# Jobs:
(a) In the excerpt provided, on what date did the brother call the writer?
(b) Please list every family member of the writer who is mentioned in the excerpt provided.
----- Excerpt provided
I know. And I think they know I know, but they haven’t told me. So maybe they don’t know I know?

I don’t know.

My brother and his wife are going ahead with IVF. My SIL let my mom know not that long ago, and Mom told me, but neither my brother nor my SIL has told me directly, and I feel like it would be intrusive to bring it up with them. I know that it means something, that they’ve gotten to this point, that they are putting their hopes and resources into this means of moving forward with their family building. I know that IVF isn’t, by a long shot, a sure thing. And I know, better than most, that pregnancy isn’t a sure thing, either. If they don’t want to discuss it with many people, that’s completely understandable, and I want to respect that.

My brother called me on February 1, Dot’s birthday, and his voice sounded laden. It sounded as though he had something to say. And I really wanted to hear what he had to say, but Dot was doing a clingy, loud, “only Mommy can read me stories right now” piece of performance art, and after a while he (I think) gave up and said goodbye. And after Mom told me what they were going through right now, I look back and, in retrospect just say, Oh, shit. Because if it were me, and I’d called with a piece of news like that, and I’d been met with the crows and screeches of a cute, loud toddler, I would have backed out of the phone call, too, and probably would have done so much less graciously than my brother did.
----------
----- Entries shown
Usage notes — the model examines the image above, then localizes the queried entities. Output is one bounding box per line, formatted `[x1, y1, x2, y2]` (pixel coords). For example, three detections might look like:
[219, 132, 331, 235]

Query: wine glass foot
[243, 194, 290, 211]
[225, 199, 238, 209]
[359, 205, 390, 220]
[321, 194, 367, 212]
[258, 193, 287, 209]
----------
# Task-by-task results:
(a) February 1, which was Dot's birthday.

(b)
- The writer's brother
- The brother's wife (the writer's SIL)
- The writer's mom
- Dot